**Exercise materials:**
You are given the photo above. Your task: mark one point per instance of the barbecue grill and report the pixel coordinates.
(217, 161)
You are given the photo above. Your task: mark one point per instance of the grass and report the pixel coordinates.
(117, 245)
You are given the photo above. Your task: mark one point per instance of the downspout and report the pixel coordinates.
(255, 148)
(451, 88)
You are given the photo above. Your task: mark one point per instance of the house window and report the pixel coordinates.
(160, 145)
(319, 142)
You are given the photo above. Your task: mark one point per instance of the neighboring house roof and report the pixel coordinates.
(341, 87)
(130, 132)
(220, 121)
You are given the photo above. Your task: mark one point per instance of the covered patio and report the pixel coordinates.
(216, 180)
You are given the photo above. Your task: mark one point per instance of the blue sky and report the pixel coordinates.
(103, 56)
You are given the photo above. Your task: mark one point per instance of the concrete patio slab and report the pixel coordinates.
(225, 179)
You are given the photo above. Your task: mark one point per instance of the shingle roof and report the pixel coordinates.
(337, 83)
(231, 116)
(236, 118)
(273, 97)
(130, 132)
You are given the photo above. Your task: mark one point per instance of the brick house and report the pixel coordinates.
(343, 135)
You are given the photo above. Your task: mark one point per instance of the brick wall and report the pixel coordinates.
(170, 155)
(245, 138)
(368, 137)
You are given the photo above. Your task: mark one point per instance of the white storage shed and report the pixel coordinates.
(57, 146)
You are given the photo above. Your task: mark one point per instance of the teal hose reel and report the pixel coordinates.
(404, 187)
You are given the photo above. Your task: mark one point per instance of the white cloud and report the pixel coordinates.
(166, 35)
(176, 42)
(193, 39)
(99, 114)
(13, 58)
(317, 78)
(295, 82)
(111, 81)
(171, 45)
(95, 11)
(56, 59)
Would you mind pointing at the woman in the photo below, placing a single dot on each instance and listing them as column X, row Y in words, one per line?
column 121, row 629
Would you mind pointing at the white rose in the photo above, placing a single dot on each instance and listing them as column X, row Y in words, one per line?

**Task description:** Each record above should be returned exactly as it appears.

**Written response:**
You are given the photo above. Your task: mark one point per instance of the barbecue grill and report the pixel coordinates.
(217, 161)
You are given the photo above. Your task: mark one point per instance of the grass and report the pixel coordinates.
(117, 245)
You are given the photo above. Your task: mark one point per instance of the downspout and report the pixel coordinates.
(255, 148)
(451, 88)
You are given the photo above. Your task: mark one point per instance of the house window and report the pixel coordinates.
(160, 145)
(319, 142)
You are given the photo above. Your task: mark one point per instance of the neighboring house roof and report the pixel coordinates.
(341, 87)
(130, 132)
(220, 121)
You are given the photo above. Your task: mark one point per instance of the covered patio and report the pixel coordinates.
(216, 180)
You are given the photo above. Your task: mark one point per instance of the blue sky and report the pixel coordinates.
(103, 56)
You are given the photo above. Your task: mark one point per instance of the concrete patio slab and report the pixel coordinates.
(225, 179)
You are given the photo above. Your task: mark one point per instance of the shingle roof and report the pixel coordinates.
(337, 83)
(231, 116)
(236, 118)
(273, 97)
(130, 132)
You are given the photo above. Your task: mark one point per instance of the brick house and report the pixel coordinates.
(343, 135)
You are given the photo above. Your task: mark one point per instance of the brick wall and report the pixel coordinates.
(170, 155)
(245, 138)
(368, 137)
You are given the photo above. Your task: mark one point per instance of the white storage shed and report the pixel coordinates.
(57, 146)
You are given the photo above. Your task: mark one point per instance of the teal hose reel and report the pixel coordinates.
(404, 187)
You are given the photo above. Your task: mark one point per instance of the white cloud and report the pixel coordinates.
(166, 35)
(176, 42)
(193, 39)
(99, 114)
(13, 58)
(317, 78)
(295, 82)
(111, 81)
(171, 45)
(95, 11)
(56, 59)
Would you mind pointing at the woman in the photo below, placing a single dot on each instance and listing them as column X, row Y in words, one per line?
column 121, row 629
Would you mind pointing at the white rose in the photo above, placing a single dot on each instance and listing them as column X, row Y in words, one per line?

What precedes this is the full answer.